ДАННОЕ ЗАДАНИЕ 1: Верны ли по приведённому отрывку следующие утверждения: (a) Тостиг советовал либо отойти к резерву, либо подняться на корабли; (b) Харальд предложил послать за остальными войсками пятерых гонцов; (c) Тостиг вернулся к армии вместе с Харальдом? Для каждого ответьте «да» или «нет» и приведите решающие слова отрывка точной цитатой.
ДАННОЕ ЗАДАНИЕ 2: Почему, согласно приведённому отрывку, Харальд отказывается отступать, как советует Тостиг? Ответьте одним–тремя предложениями.

ПРИВЕДЁННЫЙ ОТРЫВОК:
=======

Молодой граф поскакал обратно, а Харальд обратился к своим воинам: «Нам следует составить план действий, поскольку они намерены сражаться, и я не сомневаюсь, что их ведет сам король». Тостиг сказал: «Думаю, нам лучше отойти как можно скорее, чтобы забрать резерв, облачиться в доспехи и выступить оттуда. Либо подняться на корабли – там всадники не доберутся до нас». – «Я еще ни разу не сбегал с поля битвы и сейчас не побегу. Так мы подарим победу англосаксам, которые будут нас преследовать и забьют», – ответил Харальд. «У меня есть другая идея. Дайте трем нашим лучшим людям трех лучших коней и прикажите гнать во весь опор, чтобы вызвать остальные войска. Они стремительно подтянутся, а мы устроим англичанам кровавую битву, прежде чем признаем себя проигравшими». – «Решать вам, – сказал граф королю. – Я не собираюсь отступать».

Больше ему с англичанами обсуждать было нечего, и Харальд развернул коня, чтобы отдать приказ поднять знамя с вороном, Опустошитель Страны… как вдруг конь его споткнулся и упал, сбросив Харальда на глазах его воинов. И врагов. Викинги всерьез восприняли это как плохое предзнаменование и предвестие грядущих событий. Слегка растерянный, Харальд поднялся и объявил: «Падение для странника – к добру». Но его конь ускакал, и было слышно, как король пробормотал: «Брат Олав, почему именно сейчас?»[6]

 

Услышав, как король Норвегии обращается к своему святому брату, умершему тридцать лет назад, Тостиг расхохотался: «Ты думаешь, это король Олав заставил коня споткнуться под тобой?» – «Если он от меня отвернется, то лишь благодаря тебе», – ответил Харальд и отправился к своей армии, оставив Тостига с небольшим отрядом на другой стороне реки, чтобы тот побеседовал со своими бывшими соотечественниками.

За этим эпизодом последовал один из самых известных в английской истории разговоров, в котором Харальд, король Норвегии, почти не принимал участия, поскольку никогда раньше в Англии не был и мог знать староанглийского языка на должном уровне, в противном случае все вопросы король Харальд и король Гарольд могли бы разрешить между собой напрямую как военачальник с военачальником. И, несмотря на это, Харальд всё же сыграл решающую роль. Разговор был слово в слово задокументирован многочисленными писарями и летописцами, которые, конечно же, при нем не присутствовали и передавали сказанное с чужих слов, что заметно по расходящимся в деталях репликам, исказившимся в памяти свидетелей и претерпевшим изменения от многочисленных пересказов и переводов. И всё же можно, связав все нити воедино, воссоздать канву той беседы, произошедшей между двумя враждующими братьями королевских кровей, которая решила ход всей истории Англии, столкнувшейся с амбициями норвежского короля.

=======

Фрагмент файла данных:
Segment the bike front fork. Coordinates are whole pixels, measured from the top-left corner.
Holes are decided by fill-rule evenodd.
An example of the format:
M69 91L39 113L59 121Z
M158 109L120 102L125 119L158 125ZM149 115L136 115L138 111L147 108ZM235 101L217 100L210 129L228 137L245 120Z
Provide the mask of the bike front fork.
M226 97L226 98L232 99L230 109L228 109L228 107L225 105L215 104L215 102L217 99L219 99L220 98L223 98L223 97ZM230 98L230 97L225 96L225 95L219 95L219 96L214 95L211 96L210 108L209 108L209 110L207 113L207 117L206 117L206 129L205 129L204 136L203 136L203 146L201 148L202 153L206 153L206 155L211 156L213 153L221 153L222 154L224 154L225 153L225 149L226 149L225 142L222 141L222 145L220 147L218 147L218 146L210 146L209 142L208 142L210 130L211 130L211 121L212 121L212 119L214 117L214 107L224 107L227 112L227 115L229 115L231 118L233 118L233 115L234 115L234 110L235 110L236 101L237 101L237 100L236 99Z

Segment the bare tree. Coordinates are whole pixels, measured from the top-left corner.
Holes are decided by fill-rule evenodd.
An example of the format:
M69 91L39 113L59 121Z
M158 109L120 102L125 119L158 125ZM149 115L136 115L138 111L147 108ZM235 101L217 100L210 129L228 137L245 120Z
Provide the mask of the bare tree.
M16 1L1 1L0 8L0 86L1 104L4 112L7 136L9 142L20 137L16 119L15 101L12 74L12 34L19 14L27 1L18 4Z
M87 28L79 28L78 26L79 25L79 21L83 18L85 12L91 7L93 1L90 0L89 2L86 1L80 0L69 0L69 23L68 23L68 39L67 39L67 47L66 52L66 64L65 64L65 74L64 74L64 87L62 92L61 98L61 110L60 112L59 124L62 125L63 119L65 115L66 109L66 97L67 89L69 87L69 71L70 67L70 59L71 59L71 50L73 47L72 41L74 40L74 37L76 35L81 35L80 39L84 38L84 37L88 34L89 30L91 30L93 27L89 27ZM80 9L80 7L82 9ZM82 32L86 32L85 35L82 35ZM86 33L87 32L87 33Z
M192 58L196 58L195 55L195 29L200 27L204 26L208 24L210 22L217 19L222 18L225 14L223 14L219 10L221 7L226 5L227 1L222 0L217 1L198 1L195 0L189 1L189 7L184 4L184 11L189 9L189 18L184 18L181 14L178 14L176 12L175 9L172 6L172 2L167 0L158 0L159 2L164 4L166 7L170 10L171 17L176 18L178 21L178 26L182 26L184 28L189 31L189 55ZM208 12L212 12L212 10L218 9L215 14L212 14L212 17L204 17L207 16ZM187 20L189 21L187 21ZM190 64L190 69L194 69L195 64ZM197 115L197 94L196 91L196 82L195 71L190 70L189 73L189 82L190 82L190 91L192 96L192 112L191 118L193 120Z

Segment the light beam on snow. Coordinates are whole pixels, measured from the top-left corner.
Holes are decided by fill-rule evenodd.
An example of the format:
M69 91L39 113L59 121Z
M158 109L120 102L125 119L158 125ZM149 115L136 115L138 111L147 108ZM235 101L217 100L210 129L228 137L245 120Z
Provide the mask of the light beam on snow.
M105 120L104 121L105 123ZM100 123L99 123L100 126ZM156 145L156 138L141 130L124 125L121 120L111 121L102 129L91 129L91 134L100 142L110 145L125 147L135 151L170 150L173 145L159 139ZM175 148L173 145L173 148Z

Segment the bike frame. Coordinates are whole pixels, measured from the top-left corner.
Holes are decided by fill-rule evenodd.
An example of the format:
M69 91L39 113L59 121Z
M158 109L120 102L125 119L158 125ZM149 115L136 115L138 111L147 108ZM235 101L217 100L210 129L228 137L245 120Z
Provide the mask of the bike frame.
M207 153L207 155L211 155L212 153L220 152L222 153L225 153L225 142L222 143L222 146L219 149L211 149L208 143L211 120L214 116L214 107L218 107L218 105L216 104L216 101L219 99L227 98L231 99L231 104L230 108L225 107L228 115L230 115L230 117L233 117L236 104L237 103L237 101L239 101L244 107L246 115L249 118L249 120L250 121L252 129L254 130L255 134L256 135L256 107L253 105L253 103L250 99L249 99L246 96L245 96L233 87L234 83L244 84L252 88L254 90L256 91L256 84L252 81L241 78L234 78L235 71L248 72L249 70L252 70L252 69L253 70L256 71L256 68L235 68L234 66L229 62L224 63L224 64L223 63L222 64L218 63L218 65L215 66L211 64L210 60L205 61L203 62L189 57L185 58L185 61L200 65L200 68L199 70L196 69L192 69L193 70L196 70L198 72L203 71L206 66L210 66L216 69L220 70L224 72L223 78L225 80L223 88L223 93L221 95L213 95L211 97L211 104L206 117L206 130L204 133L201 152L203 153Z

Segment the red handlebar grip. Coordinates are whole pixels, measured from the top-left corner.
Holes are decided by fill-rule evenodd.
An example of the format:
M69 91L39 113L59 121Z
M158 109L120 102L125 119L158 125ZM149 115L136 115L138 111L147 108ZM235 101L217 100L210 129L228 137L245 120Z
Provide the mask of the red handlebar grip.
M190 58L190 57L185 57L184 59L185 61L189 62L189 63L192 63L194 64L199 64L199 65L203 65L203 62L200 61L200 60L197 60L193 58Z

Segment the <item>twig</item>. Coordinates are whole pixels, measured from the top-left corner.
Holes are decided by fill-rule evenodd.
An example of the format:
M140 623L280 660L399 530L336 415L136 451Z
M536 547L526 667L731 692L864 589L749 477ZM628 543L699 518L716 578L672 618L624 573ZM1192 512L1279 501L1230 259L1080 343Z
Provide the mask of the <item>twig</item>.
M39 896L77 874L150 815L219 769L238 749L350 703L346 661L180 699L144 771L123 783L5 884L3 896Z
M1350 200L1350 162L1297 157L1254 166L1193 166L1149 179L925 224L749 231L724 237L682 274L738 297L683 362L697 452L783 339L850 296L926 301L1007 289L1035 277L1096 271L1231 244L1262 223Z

=======

ПОЛНЫЙ ОТВЕТ 1:
(a) Да: «Думаю, нам лучше отойти как можно скорее, чтобы забрать резерв, облачиться в доспехи и выступить оттуда. Либо подняться на корабли – там всадники не доберутся до нас».
(b) Нет: «Дайте трем нашим лучшим людям трех лучших коней и прикажите гнать во весь опор, чтобы вызвать остальные войска».
(c) Нет: «оставив Тостига с небольшим отрядом на другой стороне реки».

ПОЛНЫЙ ОТВЕТ 2: Харальд говорит, что ещё ни разу не сбегал с поля битвы и не побежит сейчас. По его словам, отступление подарит победу англосаксам: они будут преследовать викингов и перебьют их.